## Travail demandé
Recopiez le passage du billet consacré au parcours d'autrice, de « Qu'est-ce que je » à « qui devient sérieux. », en y remplaçant « Kessel » par « Zola ».

## Texte extrait
────
Qu'est-ce que je viens foutre ici ?

Autrice. Moi ?

La Tribu(r)ne
10 min ⋅ 23/08/2022

Kessel. Je ne connaissais que l’écrivain avant que l’on me demande si j’avais envie de faire partie de l’aventure sur cette nouvelle plateforme qui portait ce doux nom évocateur. Rejoindre Kessel en qualité d’autrice.

Autrice. Moi ?

Pour bien me présenter et répondre à la question du comment j’ai atterri ici (sans sucer personne, cela va sans dire, mais je préfère le préciser, on ne sait jamais), commençons par le début pour comprendre mon parcours quelque peu scabreux ancré par l’amour des mots. Ce jeu qui devient sérieux.

Au collège, j’hésitais entre les filières L et ES pour intégrer le lycée. (Désolée pour les vieux, je ne sais plus si c’est Bac A ou B, et pour les jeunes, je ne comprends plus rien à vos filières d’orientations en 12 options). Bref, j’hésitais à faire littéraire et dormir dans un carton toute ma vie ou économique et social pour obtenir un métier décent. Ma prof de français et ma mère m’ont convaincue de choisir littéraire. J’étais assez douée avec les mots. Je lisais des enquêtes sur les serial killers, les enfants violés et les bios de groupes de rock américains. Le combo parfait pour écrire de la poésie torturée. Aller chez un psy n’était pas trop la mode du moment, alors j’écrivais.

A 17 ans, j’ai publié un recueil de poèmes en autoédition. On n’est pas sérieux quand on a 17 ans. Encore moins quand on n’est pas Rimbaud et qu’on n’a pas son talent. Je parle déjà de publication, vous me direz alors que ce n’était pas qu’un jeu. Pourtant si. Je sais qu’être écrivain, à moins de s'appeler Marc Lévy, consiste à avoir un job à côté pour survivre, et en soi, la publication, je trouvais ça bien, l’aboutissement d’un projet, mais ce n'était pas un rêve d’enfant. A l’époque, mon rêve, c’était d’écrire des chansons pour Mylène Farmer, de porter ses bottes grises, griffées Jean Paul Gaultier, Live Bercy 96, of course, tu connais, et danser avec elle en me déhanchant sur ses chorégraphies (que je connais encore par coeur, soit dit en passant), tout en chantant “C’est sexy le ciel de Californie” dans un mini-short bien moulé sur mon fessier.

Rien de compliqué, la dernière phrase résume tout à fait ma personnalité d’aujourd’hui : être une pétasse avec de jolis mots, scandaleuse et discrète, ouais et en plus, je me la pète. J’aurais tué et tué encore ton père déjà mort pour être sur cette scène avec elle.

J’ai donc publié un recueil avec l’aide et la patience de mes parents, à l’heure où Internet me dépassait complètement, presque autant que tes 2 heures mensuelles d’abonnement.
────
## Données fournies

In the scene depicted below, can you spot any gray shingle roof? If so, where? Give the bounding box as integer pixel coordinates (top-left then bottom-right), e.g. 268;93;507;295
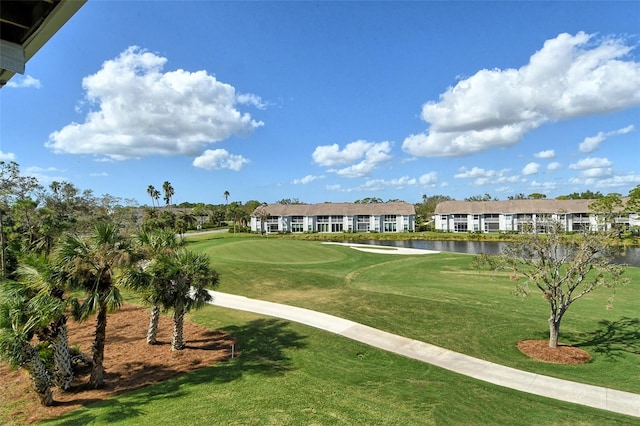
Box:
435;199;595;215
253;202;416;216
────
## Réponse au problème
Qu'est-ce que je viens foutre ici ?

Autrice. Moi ?

La Tribu(r)ne
10 min ⋅ 23/08/2022

Zola. Je ne connaissais que l’écrivain avant que l’on me demande si j’avais envie de faire partie de l’aventure sur cette nouvelle plateforme qui portait ce doux nom évocateur. Rejoindre Zola en qualité d’autrice.

Autrice. Moi ?

Pour bien me présenter et répondre à la question du comment j’ai atterri ici (sans sucer personne, cela va sans dire, mais je préfère le préciser, on ne sait jamais), commençons par le début pour comprendre mon parcours quelque peu scabreux ancré par l’amour des mots. Ce jeu qui devient sérieux.